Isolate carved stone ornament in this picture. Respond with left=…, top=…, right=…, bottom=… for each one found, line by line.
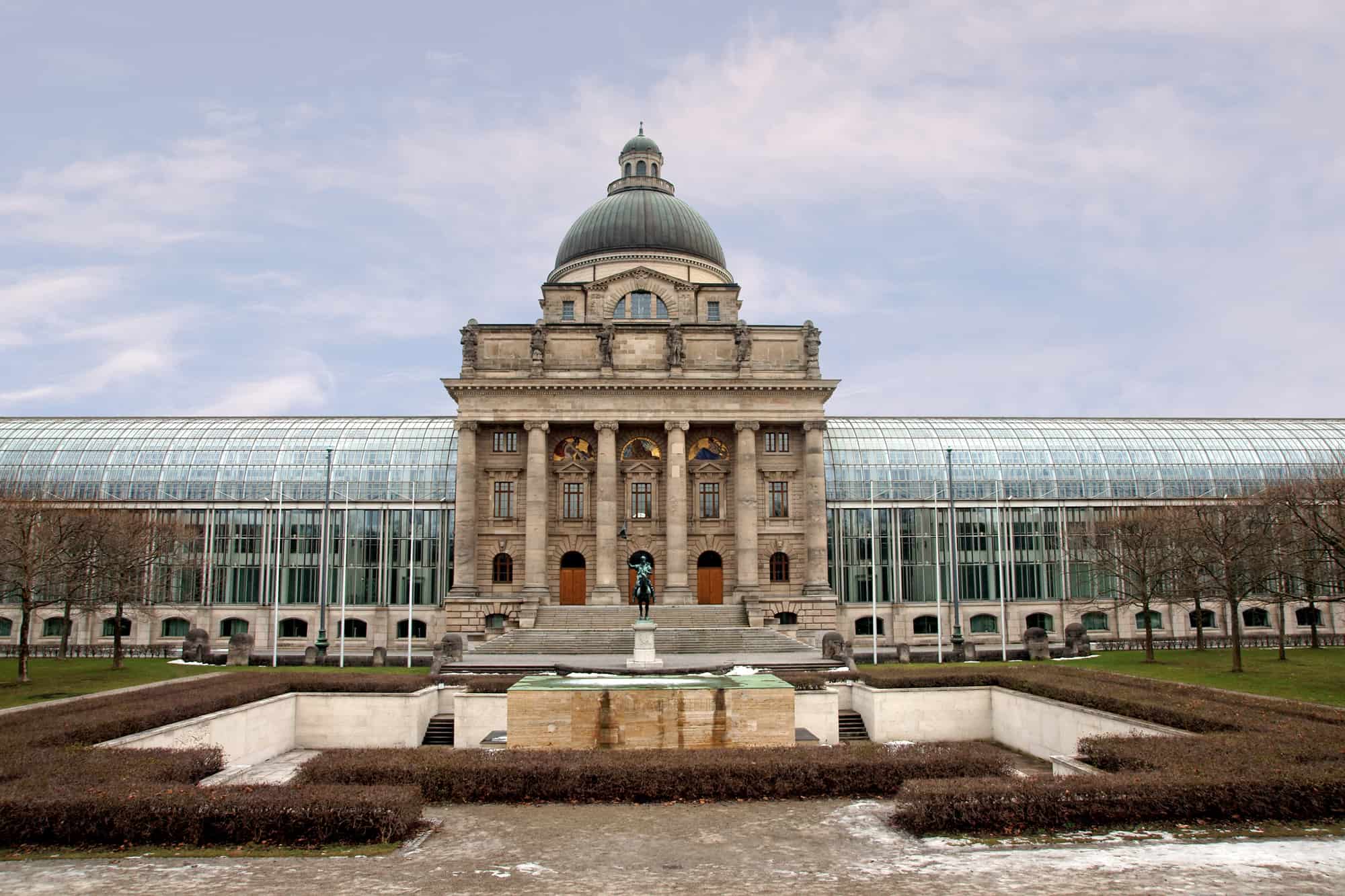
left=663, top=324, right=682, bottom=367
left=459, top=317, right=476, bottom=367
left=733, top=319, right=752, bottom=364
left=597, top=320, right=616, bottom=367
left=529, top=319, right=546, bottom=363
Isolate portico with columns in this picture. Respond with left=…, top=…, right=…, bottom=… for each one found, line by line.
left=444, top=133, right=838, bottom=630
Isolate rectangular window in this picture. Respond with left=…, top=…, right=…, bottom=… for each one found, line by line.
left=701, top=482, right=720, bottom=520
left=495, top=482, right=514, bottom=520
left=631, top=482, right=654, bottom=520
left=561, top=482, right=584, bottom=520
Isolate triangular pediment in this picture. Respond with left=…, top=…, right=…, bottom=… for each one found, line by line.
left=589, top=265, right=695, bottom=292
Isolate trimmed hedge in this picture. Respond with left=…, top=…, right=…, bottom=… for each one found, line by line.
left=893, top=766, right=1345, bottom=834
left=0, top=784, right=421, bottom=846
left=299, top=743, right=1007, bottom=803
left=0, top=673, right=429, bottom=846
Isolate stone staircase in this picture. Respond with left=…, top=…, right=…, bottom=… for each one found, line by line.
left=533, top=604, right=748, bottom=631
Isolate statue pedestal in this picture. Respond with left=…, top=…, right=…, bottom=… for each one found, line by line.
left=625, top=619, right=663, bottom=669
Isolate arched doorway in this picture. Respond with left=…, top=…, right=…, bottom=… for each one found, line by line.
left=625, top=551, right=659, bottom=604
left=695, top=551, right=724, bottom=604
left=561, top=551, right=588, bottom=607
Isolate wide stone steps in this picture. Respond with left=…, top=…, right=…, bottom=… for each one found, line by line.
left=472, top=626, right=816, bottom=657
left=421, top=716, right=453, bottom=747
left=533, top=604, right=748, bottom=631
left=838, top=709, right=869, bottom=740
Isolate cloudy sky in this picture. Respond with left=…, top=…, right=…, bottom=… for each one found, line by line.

§

What you need to do: Put every line of the listing above into a numbered list, skipping any blank lines. Leave the pictures out of your list.

Answer below:
1. Isolate carved stone ornament in this picture. Respond with left=…, top=…, right=…, bottom=… for each one found, line by line.
2. left=663, top=324, right=682, bottom=367
3. left=459, top=317, right=476, bottom=367
4. left=733, top=319, right=752, bottom=364
5. left=597, top=320, right=616, bottom=367
6. left=529, top=319, right=546, bottom=363
7. Isolate portico with columns in this picture. Respond with left=…, top=…, right=…, bottom=… for each one found, line by line.
8. left=444, top=133, right=838, bottom=630
9. Isolate rectangular window in this picture. Respond with left=…, top=…, right=…, bottom=… for each one found, line by line.
10. left=701, top=482, right=720, bottom=520
11. left=495, top=482, right=514, bottom=520
12. left=631, top=482, right=654, bottom=520
13. left=561, top=482, right=584, bottom=520
14. Isolate triangular pediment in this picture. Respond with left=…, top=…, right=…, bottom=… for each one found, line by line.
15. left=589, top=265, right=695, bottom=292
16. Isolate trimmed hedge in this picture. Respond with left=…, top=…, right=…, bottom=… for each one found, line by line.
17. left=893, top=766, right=1345, bottom=834
18. left=0, top=784, right=421, bottom=846
19. left=299, top=743, right=1007, bottom=803
20. left=0, top=673, right=429, bottom=846
21. Isolate stone staircase in this picture. Respond with left=…, top=…, right=…, bottom=… for each one found, line by line.
22. left=533, top=604, right=748, bottom=631
23. Isolate statue pedestal in this picture. Respond with left=…, top=…, right=…, bottom=… for each one found, line by line.
24. left=625, top=619, right=663, bottom=669
25. Isolate arched doorway in this picture. Respond with left=…, top=…, right=…, bottom=… for each one found, line by line.
26. left=625, top=551, right=659, bottom=604
27. left=695, top=551, right=724, bottom=604
28. left=561, top=551, right=588, bottom=607
29. Isolate wide stone steps in this picture. Respond with left=…, top=…, right=…, bottom=… for each one found, line by line.
30. left=472, top=626, right=816, bottom=657
31. left=421, top=716, right=453, bottom=747
32. left=533, top=604, right=748, bottom=631
33. left=838, top=709, right=869, bottom=740
34. Isolate cloudy sky in this picture. Respond with left=…, top=…, right=…, bottom=… for each one found, line by line.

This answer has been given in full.